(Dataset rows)

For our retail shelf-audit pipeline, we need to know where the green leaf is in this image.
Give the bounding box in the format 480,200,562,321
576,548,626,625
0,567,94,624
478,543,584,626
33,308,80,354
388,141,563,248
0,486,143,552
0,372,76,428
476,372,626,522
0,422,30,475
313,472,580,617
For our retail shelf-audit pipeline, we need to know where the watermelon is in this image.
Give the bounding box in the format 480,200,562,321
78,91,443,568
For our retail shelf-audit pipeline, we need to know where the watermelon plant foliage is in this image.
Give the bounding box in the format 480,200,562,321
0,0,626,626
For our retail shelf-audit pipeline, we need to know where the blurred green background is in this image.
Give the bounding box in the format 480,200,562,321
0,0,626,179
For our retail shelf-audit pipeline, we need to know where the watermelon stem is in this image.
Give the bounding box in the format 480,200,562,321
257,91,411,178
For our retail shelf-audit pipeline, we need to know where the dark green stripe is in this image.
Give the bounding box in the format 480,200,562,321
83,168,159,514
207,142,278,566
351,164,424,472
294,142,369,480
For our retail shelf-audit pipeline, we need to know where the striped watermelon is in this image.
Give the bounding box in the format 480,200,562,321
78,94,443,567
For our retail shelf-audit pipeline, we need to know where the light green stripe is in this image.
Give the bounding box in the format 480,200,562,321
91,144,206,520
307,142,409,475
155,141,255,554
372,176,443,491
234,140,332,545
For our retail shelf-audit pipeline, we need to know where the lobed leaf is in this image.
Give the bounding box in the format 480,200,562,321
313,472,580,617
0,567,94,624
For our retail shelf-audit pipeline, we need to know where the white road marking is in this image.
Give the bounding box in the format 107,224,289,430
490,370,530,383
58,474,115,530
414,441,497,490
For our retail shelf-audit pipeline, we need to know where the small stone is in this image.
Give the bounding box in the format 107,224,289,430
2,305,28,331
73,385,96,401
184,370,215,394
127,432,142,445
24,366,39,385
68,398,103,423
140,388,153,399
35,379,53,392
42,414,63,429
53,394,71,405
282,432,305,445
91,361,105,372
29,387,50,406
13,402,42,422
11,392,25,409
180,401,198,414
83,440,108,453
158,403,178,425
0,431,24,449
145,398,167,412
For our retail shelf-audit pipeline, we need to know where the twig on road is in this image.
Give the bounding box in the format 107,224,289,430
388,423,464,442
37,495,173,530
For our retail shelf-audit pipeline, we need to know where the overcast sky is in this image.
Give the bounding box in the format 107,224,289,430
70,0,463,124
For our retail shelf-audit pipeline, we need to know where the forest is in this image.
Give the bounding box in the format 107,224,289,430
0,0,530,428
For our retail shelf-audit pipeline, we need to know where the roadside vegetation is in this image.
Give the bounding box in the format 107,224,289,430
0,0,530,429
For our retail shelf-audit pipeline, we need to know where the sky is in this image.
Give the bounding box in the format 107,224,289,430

§ **WHAT THE EXERCISE ASKS**: Which lines in the rows above contain the word "green"? Extract each of them in full.

§ **RESULT**:
For our retail shelf-audit pipeline, we need to know where the green leaf is in this image.
For our retail shelf-audit pipeline, we need to know where the blurred green background is in this image.
For our retail shelf-audit pipeline, we need to know where the dark green stripe is in this image.
For our retail shelf-audit pipeline, we need to know where the light green stripe is in this image.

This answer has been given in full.